§ Stated task 1
Find every line in the records below that contains the word "background" with its case matched exactly, and copy each of those lines.

## Start Source document

3.4 Being Self-Aware and Mindful
Being Self-Aware and Mindful
SoT-3-4-SelfAware
responsibility, accountability, fairness, personality, behaviour
self-awareness, mindful, biases
moderate, actions, methods, interpretation, consciously, perception, preceding, concurrent, subsequent
-
Watch out for your own biases in teaching. Be aware of them and moderate them if necessary.
-
Think about your students outside the bubble of your course (what other courses are they taking? have taken? will take? extra curriculars? world events?).
-
Be aware of how your actions and methods are being interpreted and processed by the students. Are you aware of how you answer questions is interpreted?
It's not all about you...'
We often talk about teaching the young about being self-aware and mindful. How do these terms apply to us as instructors?
Being self-aware and mindful implies that we should consciously think about a lot of stuff.
Thoughts...
-
Our biases
-
Being aware of how we, ourselves learn. How we were taught. What methods we enjoyed when we were students. What we found easy. What we found hard. And, then not let this bias our thinking about how we teach unless supported by learning and teaching science with appropriate due diligence, rationalization, and justification. Remember that you were never the average student.
-
Our skill and expertise
-
We should avoid hubris and arrogance and understand our true levels of skill and expertise when it comes to teaching. Too often expertise is used in street-level ways without consideration of actual cognitive skill and expertise measures. It is also used in relative ways; someone can be an expert compared to others around them. Familiarity and simply doing does not develop cognitive skill. We should know what we know and what we do not know. We should know where we need to improve.
-
Our responsibility and accountability
-
We should do the ‘right thing’ and be accountable for using reasonable judgement. What are we responsible to do? In research, if in a theoretical discipline, then the research should contribute to the body of theoretical work. If in an applied discipline, then the research should have some direct or indirect contribution to the real-world situation, not theory. The same goes for teaching. If we are judged 40% based on teaching, are we dedicating 40% of our time and effort to teaching?

## End Source document
## Start Recorded information

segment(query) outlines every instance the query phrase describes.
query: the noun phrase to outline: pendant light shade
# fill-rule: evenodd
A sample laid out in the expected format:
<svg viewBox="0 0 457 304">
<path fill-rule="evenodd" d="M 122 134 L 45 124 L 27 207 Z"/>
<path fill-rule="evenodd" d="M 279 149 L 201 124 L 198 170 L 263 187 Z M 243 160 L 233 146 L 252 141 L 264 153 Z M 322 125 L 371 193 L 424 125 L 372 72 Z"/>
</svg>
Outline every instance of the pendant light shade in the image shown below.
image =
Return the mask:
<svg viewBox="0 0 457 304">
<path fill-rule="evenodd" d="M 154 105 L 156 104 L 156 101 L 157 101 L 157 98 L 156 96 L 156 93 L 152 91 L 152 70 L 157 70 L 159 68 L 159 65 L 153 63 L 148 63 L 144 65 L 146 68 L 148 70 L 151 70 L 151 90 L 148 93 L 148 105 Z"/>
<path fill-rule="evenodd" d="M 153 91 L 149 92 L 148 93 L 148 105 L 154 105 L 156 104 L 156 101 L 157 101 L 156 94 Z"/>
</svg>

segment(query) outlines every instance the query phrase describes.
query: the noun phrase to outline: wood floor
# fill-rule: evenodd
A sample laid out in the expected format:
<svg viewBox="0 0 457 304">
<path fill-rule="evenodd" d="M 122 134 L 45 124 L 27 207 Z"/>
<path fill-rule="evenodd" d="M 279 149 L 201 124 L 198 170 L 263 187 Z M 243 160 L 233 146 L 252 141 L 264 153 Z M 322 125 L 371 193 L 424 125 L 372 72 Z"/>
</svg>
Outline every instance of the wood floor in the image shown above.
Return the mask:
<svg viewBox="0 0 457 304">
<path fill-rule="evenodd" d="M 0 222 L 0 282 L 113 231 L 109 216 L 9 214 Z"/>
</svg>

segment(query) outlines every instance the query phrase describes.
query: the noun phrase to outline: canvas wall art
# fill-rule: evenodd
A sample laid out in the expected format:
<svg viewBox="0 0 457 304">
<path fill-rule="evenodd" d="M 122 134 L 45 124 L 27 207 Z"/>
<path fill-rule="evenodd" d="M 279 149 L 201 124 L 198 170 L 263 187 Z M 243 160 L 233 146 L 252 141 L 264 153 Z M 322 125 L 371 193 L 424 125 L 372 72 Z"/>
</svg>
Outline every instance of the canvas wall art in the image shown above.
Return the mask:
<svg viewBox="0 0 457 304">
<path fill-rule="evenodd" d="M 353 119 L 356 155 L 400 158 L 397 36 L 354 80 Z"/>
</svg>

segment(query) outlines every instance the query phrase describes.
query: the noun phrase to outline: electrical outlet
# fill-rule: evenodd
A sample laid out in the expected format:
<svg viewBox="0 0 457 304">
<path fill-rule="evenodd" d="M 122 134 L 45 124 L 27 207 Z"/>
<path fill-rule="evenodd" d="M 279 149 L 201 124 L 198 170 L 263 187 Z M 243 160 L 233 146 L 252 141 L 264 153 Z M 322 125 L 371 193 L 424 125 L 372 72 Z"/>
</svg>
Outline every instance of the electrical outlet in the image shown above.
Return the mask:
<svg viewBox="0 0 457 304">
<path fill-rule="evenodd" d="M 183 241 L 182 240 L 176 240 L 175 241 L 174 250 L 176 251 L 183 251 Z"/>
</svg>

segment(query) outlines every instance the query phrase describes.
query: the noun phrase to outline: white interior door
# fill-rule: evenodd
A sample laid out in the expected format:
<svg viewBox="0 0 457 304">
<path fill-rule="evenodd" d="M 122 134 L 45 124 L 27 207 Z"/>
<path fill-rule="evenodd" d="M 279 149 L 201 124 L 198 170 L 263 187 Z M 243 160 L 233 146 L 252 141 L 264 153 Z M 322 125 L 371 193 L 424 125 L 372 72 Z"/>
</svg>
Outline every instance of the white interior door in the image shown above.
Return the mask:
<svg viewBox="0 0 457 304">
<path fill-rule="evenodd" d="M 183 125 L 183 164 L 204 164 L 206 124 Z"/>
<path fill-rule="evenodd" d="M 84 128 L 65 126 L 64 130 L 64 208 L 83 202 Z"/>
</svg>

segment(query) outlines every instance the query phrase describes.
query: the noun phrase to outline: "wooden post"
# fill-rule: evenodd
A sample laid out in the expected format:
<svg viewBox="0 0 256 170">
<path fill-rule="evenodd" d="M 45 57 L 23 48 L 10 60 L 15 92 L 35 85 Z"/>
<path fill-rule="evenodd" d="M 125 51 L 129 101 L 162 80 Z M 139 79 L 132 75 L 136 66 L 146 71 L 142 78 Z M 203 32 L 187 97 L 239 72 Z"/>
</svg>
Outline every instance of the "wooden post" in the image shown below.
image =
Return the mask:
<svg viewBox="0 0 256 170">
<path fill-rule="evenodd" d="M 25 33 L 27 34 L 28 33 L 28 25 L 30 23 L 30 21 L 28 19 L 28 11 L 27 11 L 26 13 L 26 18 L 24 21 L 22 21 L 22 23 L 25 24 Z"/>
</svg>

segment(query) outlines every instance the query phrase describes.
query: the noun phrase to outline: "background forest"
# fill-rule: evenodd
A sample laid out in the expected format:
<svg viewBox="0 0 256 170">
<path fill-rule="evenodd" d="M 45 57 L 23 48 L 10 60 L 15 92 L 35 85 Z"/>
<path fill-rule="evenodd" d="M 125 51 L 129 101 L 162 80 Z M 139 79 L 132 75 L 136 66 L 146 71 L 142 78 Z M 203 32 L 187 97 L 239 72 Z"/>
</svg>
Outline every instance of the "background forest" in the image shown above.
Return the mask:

## End Recorded information

§ Stated task 2
Reproduce, word for word, the passage of the self-awareness text above that opens with the words "It's not all" and closes with "the average student.".

§ Correct response 1
query: the noun phrase to outline: "background forest"
Outline every instance of the "background forest" in the image shown above.

§ Correct response 2
It's not all about you...'
We often talk about teaching the young about being self-aware and mindful. How do these terms apply to us as instructors?
Being self-aware and mindful implies that we should consciously think about a lot of stuff.
Thoughts...
-
Our biases
-
Being aware of how we, ourselves learn. How we were taught. What methods we enjoyed when we were students. What we found easy. What we found hard. And, then not let this bias our thinking about how we teach unless supported by learning and teaching science with appropriate due diligence, rationalization, and justification. Remember that you were never the average student.